## YOUR INSTRUCTIONS
From the line containing "Target: group of hikers" to the line containing "Target: rocky cliff face" in the entries below, reproduce every line exactly, ends included. Nothing else belongs in the copy, and no pictures.

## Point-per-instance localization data
=== Section Start ===
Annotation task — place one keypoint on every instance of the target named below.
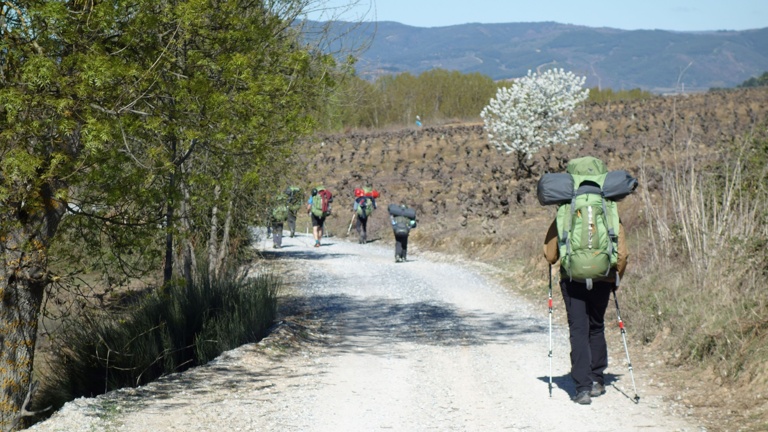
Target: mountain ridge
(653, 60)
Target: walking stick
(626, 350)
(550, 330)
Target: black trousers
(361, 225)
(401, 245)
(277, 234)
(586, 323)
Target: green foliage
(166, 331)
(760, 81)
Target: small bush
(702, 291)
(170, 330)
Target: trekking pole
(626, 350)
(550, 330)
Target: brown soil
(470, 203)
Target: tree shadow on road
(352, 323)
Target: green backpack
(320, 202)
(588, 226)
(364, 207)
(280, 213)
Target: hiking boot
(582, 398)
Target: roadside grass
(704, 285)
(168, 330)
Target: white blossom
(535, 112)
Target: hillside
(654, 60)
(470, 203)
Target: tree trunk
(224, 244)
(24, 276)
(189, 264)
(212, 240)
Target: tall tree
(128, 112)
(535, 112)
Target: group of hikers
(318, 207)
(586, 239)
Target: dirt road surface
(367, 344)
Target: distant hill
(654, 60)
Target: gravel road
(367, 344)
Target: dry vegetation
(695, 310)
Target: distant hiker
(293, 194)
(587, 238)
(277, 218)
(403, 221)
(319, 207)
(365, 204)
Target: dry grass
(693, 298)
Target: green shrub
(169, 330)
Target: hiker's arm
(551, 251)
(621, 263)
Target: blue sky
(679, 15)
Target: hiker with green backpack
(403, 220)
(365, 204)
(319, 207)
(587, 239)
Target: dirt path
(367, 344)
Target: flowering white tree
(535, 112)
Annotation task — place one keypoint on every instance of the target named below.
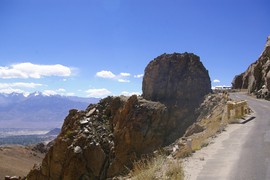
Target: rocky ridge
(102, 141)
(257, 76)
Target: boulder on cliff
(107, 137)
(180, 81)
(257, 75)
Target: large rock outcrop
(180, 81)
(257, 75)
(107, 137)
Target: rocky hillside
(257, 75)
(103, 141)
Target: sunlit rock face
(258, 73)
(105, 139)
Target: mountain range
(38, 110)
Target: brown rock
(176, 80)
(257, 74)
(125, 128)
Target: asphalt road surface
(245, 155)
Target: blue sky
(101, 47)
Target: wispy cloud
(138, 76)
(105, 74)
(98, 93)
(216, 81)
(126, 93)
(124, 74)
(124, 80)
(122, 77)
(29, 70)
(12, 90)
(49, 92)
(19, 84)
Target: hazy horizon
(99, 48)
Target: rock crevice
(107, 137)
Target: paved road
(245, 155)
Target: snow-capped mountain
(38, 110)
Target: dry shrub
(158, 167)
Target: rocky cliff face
=== Section End ===
=== Section Start ===
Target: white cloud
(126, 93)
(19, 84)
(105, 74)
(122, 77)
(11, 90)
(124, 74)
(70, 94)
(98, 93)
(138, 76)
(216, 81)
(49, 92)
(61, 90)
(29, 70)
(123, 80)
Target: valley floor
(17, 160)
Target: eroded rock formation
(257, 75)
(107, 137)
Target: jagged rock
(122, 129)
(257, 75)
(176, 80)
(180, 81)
=== Section End ===
=== Section Start ===
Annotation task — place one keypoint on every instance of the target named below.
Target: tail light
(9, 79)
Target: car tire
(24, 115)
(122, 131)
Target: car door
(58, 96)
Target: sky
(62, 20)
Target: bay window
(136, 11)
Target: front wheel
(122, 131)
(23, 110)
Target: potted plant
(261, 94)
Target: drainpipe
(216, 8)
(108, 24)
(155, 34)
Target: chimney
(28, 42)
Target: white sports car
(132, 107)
=== Section End ===
## SOLUTION TO THIS PROBLEM
Target: group of hikers
(318, 207)
(586, 239)
Target: dirt road surface
(367, 344)
Target: distant hill
(654, 60)
Target: gravel road
(367, 344)
Target: dry vegetation
(695, 310)
Target: distant hiker
(293, 194)
(587, 238)
(277, 218)
(403, 221)
(319, 207)
(365, 204)
Target: dry grass
(693, 298)
Target: green shrub
(169, 330)
Target: hiker's arm
(551, 251)
(621, 263)
Target: blue sky
(679, 15)
Target: hiker with green backpack
(403, 220)
(365, 204)
(319, 207)
(587, 239)
Target: dirt path
(367, 344)
Target: flowering white tree
(535, 112)
Annotation task — place one keypoint on every instance of the target named below.
Target: rocky ridge
(102, 141)
(257, 76)
Target: boulder on cliff
(107, 137)
(180, 81)
(257, 75)
Target: large rock outcrop
(180, 81)
(257, 75)
(107, 137)
Target: rocky hillside
(257, 75)
(103, 141)
Target: sunlit rock face
(258, 73)
(105, 139)
Target: mountain range
(38, 110)
Target: brown rock
(176, 80)
(257, 74)
(125, 128)
Target: asphalt road surface
(245, 155)
Target: blue sky
(101, 47)
Target: wispy cloud
(138, 76)
(105, 74)
(98, 93)
(216, 81)
(126, 93)
(124, 74)
(124, 80)
(122, 77)
(29, 70)
(12, 90)
(49, 92)
(19, 84)
Target: hazy horizon
(99, 48)
Target: rock crevice
(107, 137)
Target: paved road
(245, 155)
Target: snow-capped mountain
(38, 110)
Target: dry shrub
(158, 167)
Target: rocky cliff face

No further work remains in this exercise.